■ SET TASK
Rewrite all the entries below as a numbered list, one line per item with blank lines dropped. Leave the pictures out.

-- start --

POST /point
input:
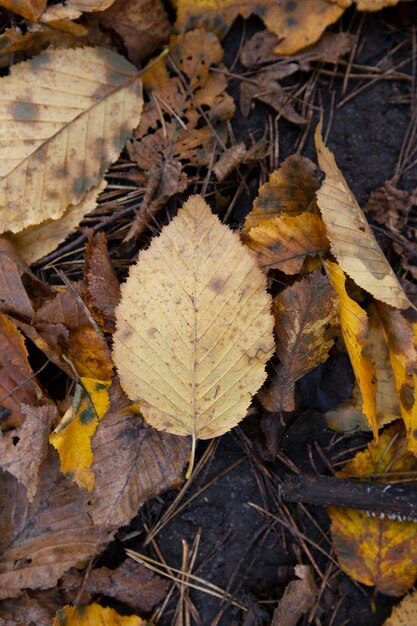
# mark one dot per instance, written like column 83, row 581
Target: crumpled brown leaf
column 183, row 120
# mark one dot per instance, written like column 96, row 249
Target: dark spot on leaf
column 87, row 416
column 24, row 111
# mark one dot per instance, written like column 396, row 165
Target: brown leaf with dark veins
column 23, row 450
column 131, row 583
column 306, row 323
column 100, row 287
column 17, row 382
column 183, row 120
column 64, row 524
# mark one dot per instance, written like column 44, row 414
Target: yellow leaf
column 404, row 613
column 285, row 242
column 194, row 327
column 355, row 331
column 377, row 550
column 72, row 436
column 399, row 335
column 35, row 242
column 351, row 238
column 66, row 114
column 94, row 615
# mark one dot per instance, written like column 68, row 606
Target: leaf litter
column 191, row 329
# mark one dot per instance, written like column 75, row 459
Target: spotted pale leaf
column 65, row 116
column 194, row 327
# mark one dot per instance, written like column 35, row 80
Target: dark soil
column 241, row 549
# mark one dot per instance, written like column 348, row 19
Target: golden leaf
column 355, row 330
column 351, row 239
column 377, row 550
column 72, row 436
column 399, row 335
column 37, row 241
column 194, row 327
column 306, row 315
column 65, row 116
column 94, row 614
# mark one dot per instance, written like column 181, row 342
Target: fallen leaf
column 29, row 9
column 306, row 320
column 351, row 239
column 94, row 614
column 285, row 242
column 18, row 385
column 65, row 524
column 194, row 318
column 72, row 436
column 23, row 450
column 130, row 583
column 183, row 120
column 299, row 597
column 400, row 336
column 100, row 288
column 291, row 190
column 143, row 26
column 37, row 241
column 404, row 613
column 377, row 550
column 355, row 330
column 63, row 110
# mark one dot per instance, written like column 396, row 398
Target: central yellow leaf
column 194, row 327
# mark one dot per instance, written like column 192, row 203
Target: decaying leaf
column 69, row 113
column 65, row 524
column 23, row 450
column 404, row 614
column 100, row 288
column 183, row 120
column 305, row 326
column 299, row 597
column 35, row 242
column 400, row 336
column 94, row 614
column 355, row 330
column 195, row 320
column 17, row 383
column 131, row 583
column 377, row 550
column 72, row 436
column 351, row 238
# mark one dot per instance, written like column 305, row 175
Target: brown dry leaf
column 142, row 24
column 29, row 9
column 349, row 416
column 17, row 383
column 35, row 242
column 296, row 23
column 404, row 613
column 285, row 242
column 355, row 330
column 100, row 288
column 291, row 190
column 183, row 120
column 92, row 615
column 131, row 583
column 351, row 239
column 195, row 319
column 65, row 524
column 299, row 597
column 400, row 336
column 23, row 450
column 306, row 320
column 69, row 113
column 377, row 550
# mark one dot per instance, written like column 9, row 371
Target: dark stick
column 392, row 499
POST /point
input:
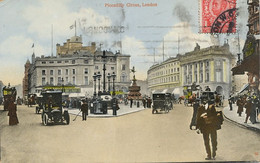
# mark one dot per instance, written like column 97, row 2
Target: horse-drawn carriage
column 161, row 102
column 52, row 108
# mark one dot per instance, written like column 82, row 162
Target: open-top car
column 161, row 102
column 52, row 108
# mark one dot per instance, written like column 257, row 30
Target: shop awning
column 250, row 64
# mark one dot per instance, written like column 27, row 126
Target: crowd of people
column 248, row 103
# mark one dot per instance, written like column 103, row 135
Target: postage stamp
column 218, row 16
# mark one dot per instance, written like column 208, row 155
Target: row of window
column 59, row 72
column 66, row 61
column 60, row 81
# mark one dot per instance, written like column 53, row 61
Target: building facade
column 205, row 67
column 165, row 76
column 73, row 69
column 251, row 50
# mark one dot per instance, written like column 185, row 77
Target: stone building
column 164, row 76
column 205, row 67
column 74, row 66
column 251, row 50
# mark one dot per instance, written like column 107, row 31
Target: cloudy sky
column 27, row 22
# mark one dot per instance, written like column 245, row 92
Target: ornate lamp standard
column 95, row 79
column 108, row 77
column 62, row 82
column 114, row 77
column 104, row 70
column 98, row 76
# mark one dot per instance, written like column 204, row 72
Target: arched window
column 123, row 77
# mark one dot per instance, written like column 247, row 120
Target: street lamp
column 104, row 70
column 62, row 82
column 114, row 77
column 98, row 76
column 95, row 79
column 108, row 77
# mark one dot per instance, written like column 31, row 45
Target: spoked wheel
column 45, row 119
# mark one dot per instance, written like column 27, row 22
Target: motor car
column 53, row 111
column 207, row 96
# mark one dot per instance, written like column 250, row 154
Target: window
column 207, row 77
column 201, row 77
column 86, row 80
column 86, row 71
column 59, row 80
column 74, row 80
column 43, row 81
column 43, row 72
column 218, row 76
column 123, row 77
column 51, row 80
column 123, row 67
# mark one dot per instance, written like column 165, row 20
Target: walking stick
column 76, row 116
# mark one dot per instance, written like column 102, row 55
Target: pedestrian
column 195, row 110
column 253, row 111
column 84, row 110
column 131, row 102
column 240, row 105
column 207, row 124
column 12, row 108
column 230, row 102
column 144, row 102
column 248, row 106
column 149, row 102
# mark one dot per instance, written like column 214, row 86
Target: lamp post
column 98, row 76
column 108, row 77
column 114, row 77
column 62, row 82
column 95, row 79
column 104, row 70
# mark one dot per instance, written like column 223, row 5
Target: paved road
column 137, row 137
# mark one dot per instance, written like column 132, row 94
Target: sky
column 27, row 22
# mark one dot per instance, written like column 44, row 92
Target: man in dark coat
column 12, row 108
column 195, row 110
column 149, row 102
column 207, row 124
column 240, row 105
column 84, row 110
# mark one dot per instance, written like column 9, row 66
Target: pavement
column 232, row 116
column 124, row 110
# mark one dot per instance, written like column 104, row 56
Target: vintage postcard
column 129, row 81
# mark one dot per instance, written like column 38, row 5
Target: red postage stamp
column 218, row 16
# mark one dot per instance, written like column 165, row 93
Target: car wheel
column 45, row 119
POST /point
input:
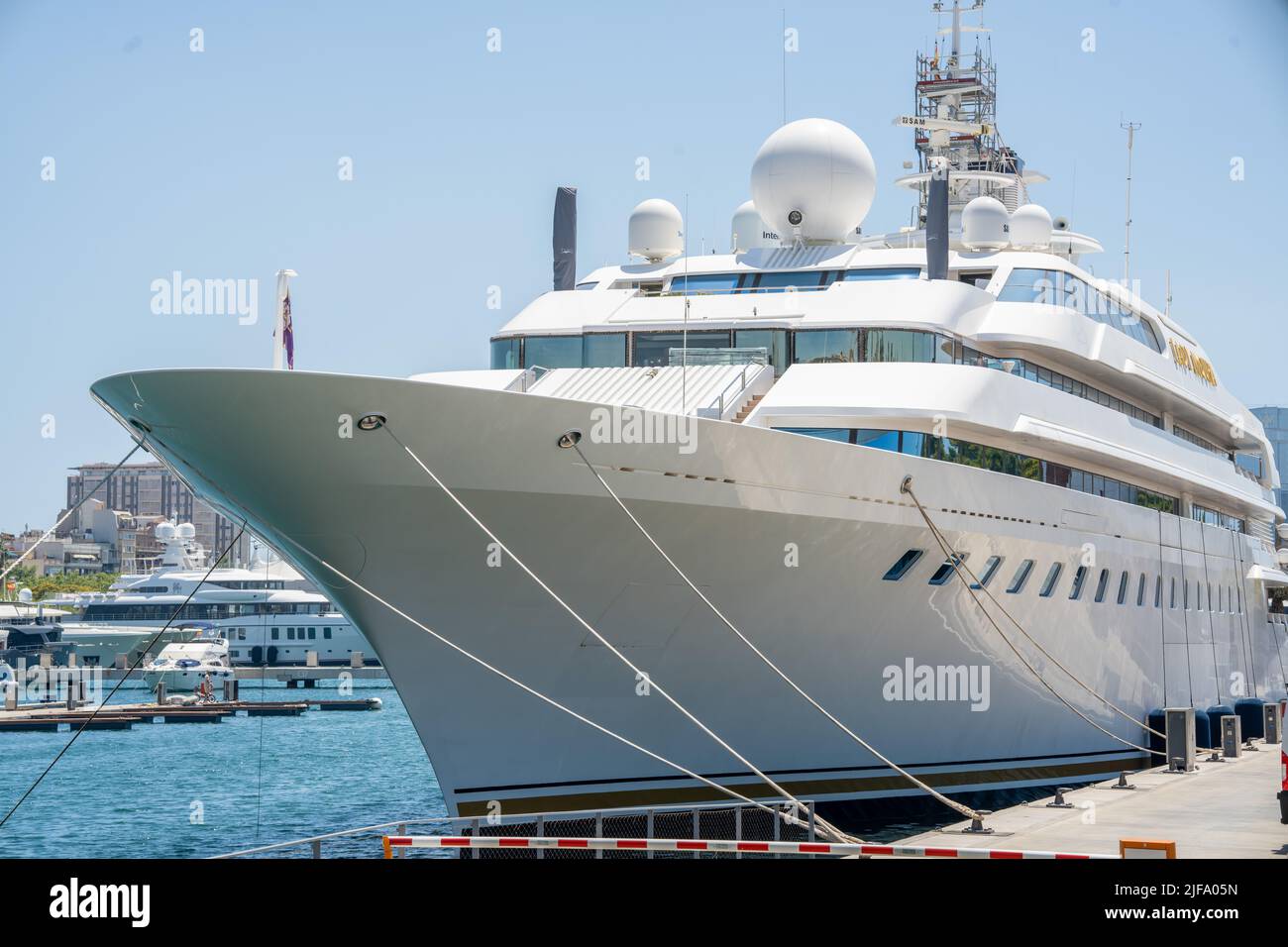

-- end --

■ RESULT OF THE TASK
1. POST /point
2. input:
3. # mark one dot per instance, written like column 83, row 581
4. Target: crumpled brown leaf
5. column 183, row 120
6. # mark one dot per instance, written like column 96, row 249
7. Target: dark spot on leaf
8. column 87, row 416
9. column 24, row 111
10. # mark one dot per instance, written like column 396, row 165
11. Target: brown leaf with dark veins
12. column 23, row 450
13. column 131, row 583
14. column 306, row 323
15. column 100, row 287
16. column 17, row 382
17. column 183, row 120
18. column 64, row 524
19. # mark one dot per instance, written like column 44, row 414
20. Target: yellow leaf
21. column 404, row 613
22. column 285, row 242
23. column 194, row 327
24. column 355, row 331
25. column 377, row 550
26. column 72, row 436
27. column 399, row 335
28. column 35, row 242
29. column 351, row 238
30. column 66, row 114
31. column 94, row 615
32. # mark one dot per instance, written like column 68, row 606
33. Target: leaf litter
34. column 191, row 329
35. # mark one dot per instance, written like column 75, row 459
36. Target: spotted pale leaf
37. column 65, row 116
38. column 194, row 327
39. # mark one dot per instance, written like column 35, row 80
40. Target: dark soil
41. column 241, row 549
42. # mark one dot per instance, written like column 348, row 19
43. Target: golden leaf
44. column 355, row 330
45. column 351, row 239
46. column 377, row 550
47. column 72, row 436
48. column 399, row 335
49. column 37, row 241
50. column 194, row 327
51. column 306, row 315
52. column 65, row 116
53. column 94, row 614
54. # mark one dot per instance, written like column 181, row 342
55. Target: fallen leaf
56. column 29, row 9
57. column 306, row 320
58. column 351, row 239
59. column 94, row 614
60. column 285, row 242
61. column 18, row 385
62. column 65, row 524
63. column 194, row 318
64. column 72, row 436
65. column 23, row 450
66. column 130, row 583
67. column 183, row 120
68. column 299, row 597
69. column 400, row 336
70. column 100, row 288
71. column 291, row 190
72. column 143, row 26
73. column 37, row 241
74. column 404, row 613
75. column 377, row 550
76. column 355, row 330
77. column 63, row 110
78. # mark one dot per instance, written like column 396, row 398
79. Target: central yellow leaf
80. column 194, row 327
81. # mark one dot per instance, written like column 192, row 203
82. Target: decaying leaf
83. column 69, row 113
84. column 65, row 524
85. column 23, row 450
86. column 404, row 614
87. column 100, row 288
88. column 183, row 120
89. column 305, row 326
90. column 299, row 597
91. column 35, row 242
92. column 400, row 336
93. column 94, row 614
94. column 355, row 330
95. column 195, row 320
96. column 17, row 383
97. column 131, row 583
98. column 377, row 550
99. column 72, row 436
100. column 351, row 238
101. # mark one dot per instance, written like column 305, row 175
102. Target: brown dry leaf
103. column 142, row 24
104. column 29, row 9
105. column 349, row 416
106. column 17, row 383
107. column 35, row 242
108. column 296, row 23
109. column 404, row 613
110. column 285, row 242
111. column 355, row 330
112. column 100, row 288
113. column 291, row 190
114. column 183, row 120
115. column 92, row 615
116. column 131, row 583
117. column 351, row 239
118. column 195, row 319
119. column 65, row 524
120. column 299, row 597
121. column 400, row 336
122. column 23, row 450
123. column 306, row 320
124. column 69, row 113
125. column 377, row 550
126. # mark one dot per instance, written like column 9, row 371
127. Target: dark stick
128. column 392, row 499
129. POST /point
130. input:
131. # mark one dot per instance, written like column 97, row 2
132. Target: horse-drawn carriage
133. column 161, row 102
134. column 52, row 108
135. # mark one dot per instance, written like column 82, row 162
136. Target: open-top car
137. column 161, row 102
138. column 52, row 108
139. # mark one dot per instance, written like column 257, row 30
140. Target: shop awning
141. column 250, row 64
142. # mark one dot per instance, written like column 27, row 126
143. Target: crowd of people
144. column 248, row 103
145. # mark one dot per instance, written like column 103, row 135
146. Target: postage stamp
147. column 218, row 16
148. # mark one dot per instance, written like column 208, row 155
149. Target: row of window
150. column 59, row 72
151. column 66, row 61
152. column 60, row 81
153. # mark one dot per instance, written like column 53, row 61
154. Target: building facade
155. column 205, row 67
156. column 165, row 76
157. column 73, row 69
158. column 251, row 50
159. # mark one dot per instance, written like column 185, row 77
160. Target: stone building
161. column 164, row 76
162. column 205, row 67
163. column 74, row 66
164. column 251, row 50
165. # mark one dot per instance, written like column 107, row 31
166. Target: cloudy sky
167. column 27, row 22
168. # mark one dot per instance, written like column 245, row 92
169. Target: ornate lamp standard
170. column 95, row 79
171. column 108, row 77
172. column 62, row 82
173. column 114, row 77
174. column 104, row 70
175. column 98, row 76
176. # mark one dot per instance, written like column 204, row 72
177. Target: arched window
178. column 123, row 77
179. # mark one dot per instance, written like column 247, row 120
180. Target: street lamp
181. column 104, row 70
182. column 62, row 82
183. column 114, row 77
184. column 98, row 76
185. column 95, row 79
186. column 108, row 77
187. # mark one dot per instance, written like column 31, row 45
188. Target: spoked wheel
189. column 45, row 119
190. # mark one dot per instance, written like column 27, row 22
191. Target: motor car
192. column 53, row 111
193. column 207, row 96
194. # mark one dot per instance, written like column 250, row 154
195. Target: window
196. column 207, row 77
197. column 201, row 77
198. column 86, row 80
199. column 86, row 71
200. column 59, row 80
201. column 74, row 80
202. column 43, row 81
203. column 43, row 72
204. column 218, row 76
205. column 123, row 77
206. column 51, row 80
207. column 123, row 67
208. # mark one dot per instance, written like column 165, row 20
209. Target: walking stick
210. column 76, row 116
211. # mark one dot per instance, written like column 102, row 55
212. Target: pedestrian
213. column 195, row 110
214. column 253, row 111
215. column 84, row 110
216. column 131, row 102
217. column 240, row 105
218. column 207, row 124
219. column 12, row 108
220. column 230, row 102
221. column 144, row 102
222. column 248, row 106
223. column 149, row 102
224. # mark one dot per instance, written like column 214, row 86
225. Target: lamp post
226. column 98, row 76
227. column 108, row 77
228. column 114, row 77
229. column 62, row 82
230. column 95, row 79
231. column 104, row 70
232. # mark one dot per instance, written like column 223, row 5
233. Target: paved road
234. column 137, row 137
235. # mark one dot per instance, written like column 132, row 94
236. Target: sky
237. column 27, row 22
238. # mark one dot per instance, written like column 44, row 92
239. Target: man in dark coat
240. column 12, row 108
241. column 195, row 110
242. column 149, row 102
243. column 207, row 124
244. column 240, row 105
245. column 84, row 110
246. # mark one dot per instance, written like column 9, row 66
247. Target: pavement
248. column 232, row 116
249. column 124, row 110
250. # mark one dot per instance, written like column 104, row 56
251. Target: vintage postcard
252. column 129, row 81
253. # mark one dot per instance, written like column 38, row 5
254. Target: red postage stamp
255. column 218, row 16
256. # mark one dot per instance, written like column 165, row 93
257. Target: car wheel
258. column 45, row 119
259. POST /point
260. input:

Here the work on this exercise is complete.